EXCERPT TO READ:

A downside of fetching a full data set every time is that you risk using a lot of bandwidth, especially if your data set is large, or if your data set is expected to grow over time.

An alternative might be to send a parameter to your server to tell the server when you last fetched data, which means that the server can respond with updated records only, and you can merge these updates into your local store. Using Core Data in this case helps, but you can achieve this with plain SQLite too.

Regardless of being able to achieve this functionality with other tools than Core Data, I want to talk about implementing a sync strategy on top of Core Data simply because I like the technology and have been using it for years now with little to no problems.

By the end of this post you should have a solid idea of what a basic sync strategy looks like. We'll only focus on fetching data and caching it. If your application modifies data and sends this modified data back to the server your strategy will need some modifications that I won't cover in this article.

In other words, this article explains how you can implement a one-way sync strategy.

Defining the server-side expectations

Syncing data is usually a non-trivial task, especially if you don't want to fetch all data from the server every time. Throughout this article I'm going to assume that you're working with a server that is capable of sending you only the changes from a given point in time. However, if your server returns a full data set instead of only changes, the sync strategy in this post should work the same. The only difference would be that a full data set uses more bandwidth and might take more time to process depending on the size of the data set.

The exact shape of the objects that a server returns doesn't matter much, the most important point is that objects that your server returns have a unique identifier. Consider the following JSON response:

{
  "events": [
    {
      "id": 1,
      "title": "My Event",
      "location": {
        "id": 2,
        "name": "Donny's House"
      }
    }
  ]
}

This response contains an array of events. Each event has a unique id, and it has a property called location. This location property will be imported as a relationship between an Event object and a Location object.

We can use this structure just fine for new objects and for modified objects. A potential downside of working with this structure is that a modified location would trigger changes on one or more events which means that we do more processing than needed. An easy workaround would be to have the server include a seperate key for modified locations:

{
  "events": [
    {
      "id": 1,
      "title": "My Event",
      "location": {
        "id": 2,
        "name": "Donny's House"
      }
    }
  ],
  "locations": [
    {
      "id": 3,
      "name": "Melkweg, Amsterdam"

SHORT PROBLEM:
Using the Core Data sync excerpt, decide whether each statement agrees with it: (a) the article explains how to send modified data back to the server; (b) the sync strategy should still work if the server returns a full data set; (c) objects returned by the server must have a unique identifier. Answer yes or no for each and quote the words that settle it. The records that come after this point are separate from the Core Data sync excerpt and have no connection to it.

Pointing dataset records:
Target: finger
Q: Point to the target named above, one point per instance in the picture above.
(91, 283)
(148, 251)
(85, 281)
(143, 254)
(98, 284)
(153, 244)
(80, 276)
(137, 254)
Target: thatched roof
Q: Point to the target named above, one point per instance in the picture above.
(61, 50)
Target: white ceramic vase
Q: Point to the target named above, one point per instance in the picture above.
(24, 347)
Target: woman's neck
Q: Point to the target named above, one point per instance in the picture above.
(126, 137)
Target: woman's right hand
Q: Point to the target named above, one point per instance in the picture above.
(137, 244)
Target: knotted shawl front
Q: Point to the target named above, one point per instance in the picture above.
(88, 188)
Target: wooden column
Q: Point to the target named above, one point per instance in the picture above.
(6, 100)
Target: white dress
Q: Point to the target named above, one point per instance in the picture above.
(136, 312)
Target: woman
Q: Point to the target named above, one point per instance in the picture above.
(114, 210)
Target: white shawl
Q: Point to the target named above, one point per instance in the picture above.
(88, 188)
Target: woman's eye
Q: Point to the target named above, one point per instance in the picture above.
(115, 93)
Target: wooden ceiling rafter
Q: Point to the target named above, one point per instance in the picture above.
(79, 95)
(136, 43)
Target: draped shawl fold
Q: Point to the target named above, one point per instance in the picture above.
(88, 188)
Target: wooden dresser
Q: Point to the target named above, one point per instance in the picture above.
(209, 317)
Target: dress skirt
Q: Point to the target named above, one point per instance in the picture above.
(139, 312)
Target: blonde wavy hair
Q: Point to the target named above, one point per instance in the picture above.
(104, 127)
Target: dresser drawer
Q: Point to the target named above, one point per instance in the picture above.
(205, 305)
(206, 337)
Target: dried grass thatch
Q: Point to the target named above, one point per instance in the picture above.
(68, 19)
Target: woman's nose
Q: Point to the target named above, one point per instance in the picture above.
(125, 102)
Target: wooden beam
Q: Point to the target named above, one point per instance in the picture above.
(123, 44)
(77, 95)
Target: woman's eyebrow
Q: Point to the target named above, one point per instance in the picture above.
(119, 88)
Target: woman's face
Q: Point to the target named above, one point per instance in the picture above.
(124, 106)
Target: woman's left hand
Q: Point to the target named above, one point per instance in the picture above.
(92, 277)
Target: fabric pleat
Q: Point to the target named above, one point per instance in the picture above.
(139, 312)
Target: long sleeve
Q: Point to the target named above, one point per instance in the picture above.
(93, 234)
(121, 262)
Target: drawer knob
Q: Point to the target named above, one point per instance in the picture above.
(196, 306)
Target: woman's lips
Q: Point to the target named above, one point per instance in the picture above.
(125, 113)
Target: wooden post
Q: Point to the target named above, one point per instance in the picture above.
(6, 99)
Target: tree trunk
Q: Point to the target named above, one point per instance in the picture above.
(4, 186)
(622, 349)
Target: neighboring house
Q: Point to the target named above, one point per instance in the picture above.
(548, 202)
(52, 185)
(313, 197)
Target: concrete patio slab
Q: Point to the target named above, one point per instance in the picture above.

RIGHT ANSWER:
(a) No: "If your application modifies data and sends this modified data back to the server your strategy will need some modifications that I won't cover in this article."
(b) Yes: "if your server returns a full data set instead of only changes, the sync strategy in this post should work the same"
(c) Yes: "the most important point is that objects that your server returns have a unique identifier"